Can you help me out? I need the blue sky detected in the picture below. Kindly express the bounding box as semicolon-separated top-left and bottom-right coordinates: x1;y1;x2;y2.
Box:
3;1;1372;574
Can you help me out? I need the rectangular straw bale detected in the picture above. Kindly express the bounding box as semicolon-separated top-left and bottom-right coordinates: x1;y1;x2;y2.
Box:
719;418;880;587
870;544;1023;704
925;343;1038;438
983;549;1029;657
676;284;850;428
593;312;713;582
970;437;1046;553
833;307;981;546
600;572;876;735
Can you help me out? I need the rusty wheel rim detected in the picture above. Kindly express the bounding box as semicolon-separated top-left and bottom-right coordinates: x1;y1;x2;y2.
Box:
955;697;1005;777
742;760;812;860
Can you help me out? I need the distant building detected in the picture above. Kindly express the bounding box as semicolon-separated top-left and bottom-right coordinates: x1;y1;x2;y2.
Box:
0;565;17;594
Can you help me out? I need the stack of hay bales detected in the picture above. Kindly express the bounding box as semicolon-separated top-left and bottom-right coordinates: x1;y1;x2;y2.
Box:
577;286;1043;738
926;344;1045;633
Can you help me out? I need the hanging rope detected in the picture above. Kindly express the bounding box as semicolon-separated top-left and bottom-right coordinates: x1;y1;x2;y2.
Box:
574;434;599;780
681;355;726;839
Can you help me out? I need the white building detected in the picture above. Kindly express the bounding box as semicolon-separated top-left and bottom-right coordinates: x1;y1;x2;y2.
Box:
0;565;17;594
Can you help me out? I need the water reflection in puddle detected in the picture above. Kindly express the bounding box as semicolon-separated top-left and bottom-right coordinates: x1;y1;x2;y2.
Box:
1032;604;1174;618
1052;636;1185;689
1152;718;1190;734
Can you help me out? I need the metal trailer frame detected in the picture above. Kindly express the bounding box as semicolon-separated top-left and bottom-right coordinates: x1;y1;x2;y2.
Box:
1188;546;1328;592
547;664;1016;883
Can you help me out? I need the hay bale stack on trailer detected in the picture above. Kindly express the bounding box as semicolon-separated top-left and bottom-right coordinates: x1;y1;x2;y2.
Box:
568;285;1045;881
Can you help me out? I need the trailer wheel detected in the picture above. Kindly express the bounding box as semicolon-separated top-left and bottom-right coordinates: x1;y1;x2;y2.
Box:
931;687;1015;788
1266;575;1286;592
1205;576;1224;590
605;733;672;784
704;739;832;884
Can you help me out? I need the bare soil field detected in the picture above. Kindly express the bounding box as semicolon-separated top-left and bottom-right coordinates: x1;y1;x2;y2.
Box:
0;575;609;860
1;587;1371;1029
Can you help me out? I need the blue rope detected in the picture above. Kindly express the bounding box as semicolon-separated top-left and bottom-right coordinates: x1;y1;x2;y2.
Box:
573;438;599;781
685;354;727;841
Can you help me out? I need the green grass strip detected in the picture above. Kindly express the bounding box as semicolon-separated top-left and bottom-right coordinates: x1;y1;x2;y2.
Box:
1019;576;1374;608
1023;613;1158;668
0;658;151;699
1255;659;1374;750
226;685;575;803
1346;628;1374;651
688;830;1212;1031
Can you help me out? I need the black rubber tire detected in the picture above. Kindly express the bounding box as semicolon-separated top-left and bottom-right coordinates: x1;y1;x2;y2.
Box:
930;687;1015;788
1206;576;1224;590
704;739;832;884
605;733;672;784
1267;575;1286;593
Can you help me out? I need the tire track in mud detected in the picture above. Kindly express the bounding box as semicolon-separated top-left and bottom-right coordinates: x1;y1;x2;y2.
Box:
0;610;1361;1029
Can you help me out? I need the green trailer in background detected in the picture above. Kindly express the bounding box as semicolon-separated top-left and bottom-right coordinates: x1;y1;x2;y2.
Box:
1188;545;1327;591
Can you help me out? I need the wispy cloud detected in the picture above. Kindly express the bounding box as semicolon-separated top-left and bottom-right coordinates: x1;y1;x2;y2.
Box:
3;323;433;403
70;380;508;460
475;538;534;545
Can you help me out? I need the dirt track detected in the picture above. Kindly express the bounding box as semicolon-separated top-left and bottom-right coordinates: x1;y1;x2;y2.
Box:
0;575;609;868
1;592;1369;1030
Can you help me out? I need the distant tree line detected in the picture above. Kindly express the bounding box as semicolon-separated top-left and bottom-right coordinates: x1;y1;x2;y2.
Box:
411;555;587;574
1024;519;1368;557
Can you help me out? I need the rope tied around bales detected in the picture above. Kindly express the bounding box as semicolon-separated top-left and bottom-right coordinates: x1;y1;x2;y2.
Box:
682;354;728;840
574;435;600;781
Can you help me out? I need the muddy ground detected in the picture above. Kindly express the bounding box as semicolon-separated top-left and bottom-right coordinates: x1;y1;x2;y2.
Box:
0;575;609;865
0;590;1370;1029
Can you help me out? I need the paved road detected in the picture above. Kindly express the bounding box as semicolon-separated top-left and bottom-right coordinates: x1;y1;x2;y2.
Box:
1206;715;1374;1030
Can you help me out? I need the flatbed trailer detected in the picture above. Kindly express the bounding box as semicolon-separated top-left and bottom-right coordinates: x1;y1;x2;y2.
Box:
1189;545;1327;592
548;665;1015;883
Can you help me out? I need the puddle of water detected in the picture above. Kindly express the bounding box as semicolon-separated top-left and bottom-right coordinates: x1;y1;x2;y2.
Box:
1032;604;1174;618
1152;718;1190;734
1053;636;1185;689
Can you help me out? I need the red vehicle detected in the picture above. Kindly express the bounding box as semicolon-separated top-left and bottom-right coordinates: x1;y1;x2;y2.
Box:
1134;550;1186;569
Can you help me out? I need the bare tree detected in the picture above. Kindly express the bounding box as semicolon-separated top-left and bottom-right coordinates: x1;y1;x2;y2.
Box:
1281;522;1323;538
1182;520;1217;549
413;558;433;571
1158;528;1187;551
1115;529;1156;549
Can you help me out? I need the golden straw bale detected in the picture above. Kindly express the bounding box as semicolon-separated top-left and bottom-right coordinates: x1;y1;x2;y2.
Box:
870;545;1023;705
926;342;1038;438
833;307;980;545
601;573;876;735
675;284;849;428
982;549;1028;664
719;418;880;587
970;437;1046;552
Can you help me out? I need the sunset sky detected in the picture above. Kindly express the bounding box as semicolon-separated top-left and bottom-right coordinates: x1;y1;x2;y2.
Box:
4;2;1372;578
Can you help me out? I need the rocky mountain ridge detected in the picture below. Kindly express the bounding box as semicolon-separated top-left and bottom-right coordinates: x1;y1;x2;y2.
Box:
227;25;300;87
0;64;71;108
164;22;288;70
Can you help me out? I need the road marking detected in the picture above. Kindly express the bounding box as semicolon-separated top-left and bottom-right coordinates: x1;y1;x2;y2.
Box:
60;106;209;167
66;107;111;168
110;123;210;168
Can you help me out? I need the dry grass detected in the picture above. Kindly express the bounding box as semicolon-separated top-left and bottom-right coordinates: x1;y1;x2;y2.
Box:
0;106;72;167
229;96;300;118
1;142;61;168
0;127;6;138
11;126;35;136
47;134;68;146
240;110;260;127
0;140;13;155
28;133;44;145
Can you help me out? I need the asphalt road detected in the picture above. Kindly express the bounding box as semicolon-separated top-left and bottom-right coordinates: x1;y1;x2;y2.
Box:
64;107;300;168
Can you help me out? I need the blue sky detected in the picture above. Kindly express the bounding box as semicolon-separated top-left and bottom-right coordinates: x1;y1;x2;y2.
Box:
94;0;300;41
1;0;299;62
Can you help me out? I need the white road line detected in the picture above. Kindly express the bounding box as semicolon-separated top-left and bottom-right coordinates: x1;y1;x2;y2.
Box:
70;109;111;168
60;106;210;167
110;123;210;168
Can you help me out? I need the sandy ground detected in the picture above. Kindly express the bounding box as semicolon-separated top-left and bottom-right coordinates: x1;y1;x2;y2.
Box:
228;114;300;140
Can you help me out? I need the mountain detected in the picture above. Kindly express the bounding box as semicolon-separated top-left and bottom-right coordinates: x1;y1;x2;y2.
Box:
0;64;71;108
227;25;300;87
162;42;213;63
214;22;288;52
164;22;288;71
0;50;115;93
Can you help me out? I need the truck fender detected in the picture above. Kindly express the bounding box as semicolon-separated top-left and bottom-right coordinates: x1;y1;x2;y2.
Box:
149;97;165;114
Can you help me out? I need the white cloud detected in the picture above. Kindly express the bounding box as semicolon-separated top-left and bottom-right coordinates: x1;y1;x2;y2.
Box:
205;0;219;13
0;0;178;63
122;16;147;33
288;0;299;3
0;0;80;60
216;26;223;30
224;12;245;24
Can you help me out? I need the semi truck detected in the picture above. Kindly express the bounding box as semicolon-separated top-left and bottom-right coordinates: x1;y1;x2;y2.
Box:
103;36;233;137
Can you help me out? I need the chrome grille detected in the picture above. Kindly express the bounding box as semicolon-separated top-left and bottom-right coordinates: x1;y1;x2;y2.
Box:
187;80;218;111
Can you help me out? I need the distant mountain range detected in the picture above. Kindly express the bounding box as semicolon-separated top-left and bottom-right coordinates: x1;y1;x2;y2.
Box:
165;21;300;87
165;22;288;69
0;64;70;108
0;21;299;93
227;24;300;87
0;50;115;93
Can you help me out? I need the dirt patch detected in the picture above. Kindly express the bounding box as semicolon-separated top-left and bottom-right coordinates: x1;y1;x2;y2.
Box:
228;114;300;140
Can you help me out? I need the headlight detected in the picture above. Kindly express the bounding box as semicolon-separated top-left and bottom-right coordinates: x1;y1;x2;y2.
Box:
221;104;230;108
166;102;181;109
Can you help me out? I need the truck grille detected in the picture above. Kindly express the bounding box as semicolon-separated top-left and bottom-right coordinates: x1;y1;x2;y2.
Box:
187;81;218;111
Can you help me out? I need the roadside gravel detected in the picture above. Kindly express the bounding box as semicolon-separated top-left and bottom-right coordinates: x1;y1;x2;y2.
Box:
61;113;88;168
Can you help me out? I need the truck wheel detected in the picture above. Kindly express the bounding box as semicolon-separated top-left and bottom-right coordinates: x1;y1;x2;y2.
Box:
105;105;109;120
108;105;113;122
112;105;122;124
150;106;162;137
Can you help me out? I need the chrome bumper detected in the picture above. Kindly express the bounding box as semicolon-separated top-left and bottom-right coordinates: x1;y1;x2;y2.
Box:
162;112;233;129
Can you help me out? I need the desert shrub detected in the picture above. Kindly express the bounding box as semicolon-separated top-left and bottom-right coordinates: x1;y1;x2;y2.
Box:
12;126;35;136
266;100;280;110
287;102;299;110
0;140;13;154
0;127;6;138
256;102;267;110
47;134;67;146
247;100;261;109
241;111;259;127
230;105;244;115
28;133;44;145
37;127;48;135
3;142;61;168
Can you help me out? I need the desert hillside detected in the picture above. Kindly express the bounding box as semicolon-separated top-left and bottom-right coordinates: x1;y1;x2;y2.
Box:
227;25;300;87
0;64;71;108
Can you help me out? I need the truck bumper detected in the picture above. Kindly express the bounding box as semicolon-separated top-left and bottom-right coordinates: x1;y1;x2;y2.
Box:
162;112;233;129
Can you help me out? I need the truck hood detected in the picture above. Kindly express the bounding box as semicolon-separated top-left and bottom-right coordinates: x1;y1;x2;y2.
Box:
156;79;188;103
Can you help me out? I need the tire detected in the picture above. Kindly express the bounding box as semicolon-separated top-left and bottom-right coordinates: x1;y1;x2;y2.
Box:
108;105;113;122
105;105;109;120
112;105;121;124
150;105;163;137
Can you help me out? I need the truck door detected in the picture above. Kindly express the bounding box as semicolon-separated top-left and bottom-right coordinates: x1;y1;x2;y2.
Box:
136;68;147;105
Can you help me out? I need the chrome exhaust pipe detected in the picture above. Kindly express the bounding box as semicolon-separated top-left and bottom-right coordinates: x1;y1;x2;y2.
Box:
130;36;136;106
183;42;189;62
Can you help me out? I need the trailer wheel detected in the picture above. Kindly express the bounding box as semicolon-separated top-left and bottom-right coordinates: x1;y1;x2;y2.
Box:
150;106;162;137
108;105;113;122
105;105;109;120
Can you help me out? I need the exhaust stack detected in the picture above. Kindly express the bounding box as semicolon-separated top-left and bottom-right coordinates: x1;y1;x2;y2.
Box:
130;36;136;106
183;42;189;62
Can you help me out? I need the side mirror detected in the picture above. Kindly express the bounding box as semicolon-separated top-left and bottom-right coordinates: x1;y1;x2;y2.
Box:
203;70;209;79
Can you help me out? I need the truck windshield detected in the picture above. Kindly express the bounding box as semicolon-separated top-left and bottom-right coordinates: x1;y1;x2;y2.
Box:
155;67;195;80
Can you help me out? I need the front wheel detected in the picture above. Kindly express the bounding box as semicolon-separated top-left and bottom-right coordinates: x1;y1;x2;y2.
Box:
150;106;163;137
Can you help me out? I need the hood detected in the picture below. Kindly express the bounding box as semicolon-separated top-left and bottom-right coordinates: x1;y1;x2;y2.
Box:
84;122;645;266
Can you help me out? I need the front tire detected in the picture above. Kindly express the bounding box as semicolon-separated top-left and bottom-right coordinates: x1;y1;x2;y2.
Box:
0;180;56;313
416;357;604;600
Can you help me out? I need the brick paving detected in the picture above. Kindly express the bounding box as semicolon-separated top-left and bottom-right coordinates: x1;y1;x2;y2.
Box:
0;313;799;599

## Activity
Could you give the number of lines in the entries that contain the string "water"? Only the number, please.

## Your solution
2